“Apaixonei-me por aquele que era o exercício puro da música, a verdadeira satisfação deste mundo.” - Eduardo Beça

Eduardo Beça, de 38 anos, vive em Mirandela e caracteriza-se por ser um músico transmontano repleto de influências da diáspora lusófona e sonoridade ibérica, movido pela bossa nova, samba, jazz, bluesmúsica portuguesa e flamenco. 

©Eduardo Beça

Guitarrista versátil, explora as sonoridades das cordas de nylon, sempre na perspectiva de encontrar um novo passo a dar neste seu percurso. 

Já conta com o seu primeiro álbum “Cão de Bila” que saiu neste ano de 2024, tendo obras como “Eu Também Queria Ser”, “Paredes Meias” ou “Tua Ausência”. 

O carinho pela música vem desde cedo, onde trocou as consolas e jogos pelos CD’s e K7. Deu asas ao seu talento quando começou a praticar música na tuna académica, a Imperialis Serenatum Tunix, da Universidade de Trás-os-Montes e Alto Douro. 

As duas viagens que fez pela Europa como artista de rua acompanham-no até hoje, considerando como um processo irreversível no que diz respeito ao exercício de música. O convívio com artistas de diversas nacionalidades e quantidade exorbitante de horas a tocar deram ao artista uma nova perspectiva daquilo que é alcançável com trabalho e inspiração.
^^^^^^^^^^^^^^^^
* INSTRUÇÕES DO EXERCÍCIO
Indique se cada afirmação concorda com o texto sobre Eduardo Beça, respondendo sim ou não e citando as palavras exatas do texto que o determinam.
1. Eduardo Beça vive em Mirandela.
2. O primeiro álbum de Eduardo Beça saiu em 2023.
3. Eduardo Beça começou a praticar música num conservatório.
A listagem não tem qualquer relação com o texto sobre Eduardo Beça.
^^^^^^^^^^^^^^^^
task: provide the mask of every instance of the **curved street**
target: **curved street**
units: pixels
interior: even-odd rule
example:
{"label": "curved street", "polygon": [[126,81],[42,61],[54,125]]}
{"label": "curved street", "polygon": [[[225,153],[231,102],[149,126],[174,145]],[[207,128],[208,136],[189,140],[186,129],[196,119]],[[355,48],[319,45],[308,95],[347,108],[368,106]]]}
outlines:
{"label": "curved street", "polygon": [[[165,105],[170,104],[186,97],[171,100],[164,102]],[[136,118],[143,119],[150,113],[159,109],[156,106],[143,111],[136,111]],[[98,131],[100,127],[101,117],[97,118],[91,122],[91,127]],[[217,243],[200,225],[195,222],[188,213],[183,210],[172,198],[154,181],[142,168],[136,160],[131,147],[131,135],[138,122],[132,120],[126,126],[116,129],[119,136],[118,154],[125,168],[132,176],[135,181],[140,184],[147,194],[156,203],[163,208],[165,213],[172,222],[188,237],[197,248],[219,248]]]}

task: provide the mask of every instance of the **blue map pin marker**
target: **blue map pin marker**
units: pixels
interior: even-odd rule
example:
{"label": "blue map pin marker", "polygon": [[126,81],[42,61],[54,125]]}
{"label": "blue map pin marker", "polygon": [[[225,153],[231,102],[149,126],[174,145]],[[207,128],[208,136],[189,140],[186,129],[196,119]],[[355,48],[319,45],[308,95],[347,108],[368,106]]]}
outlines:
^^^^^^^^^^^^^^^^
* RESPOSTA
1. Sim: «vive em Mirandela».
2. Não: «que saiu neste ano de 2024».
3. Não: «começou a praticar música na tuna académica».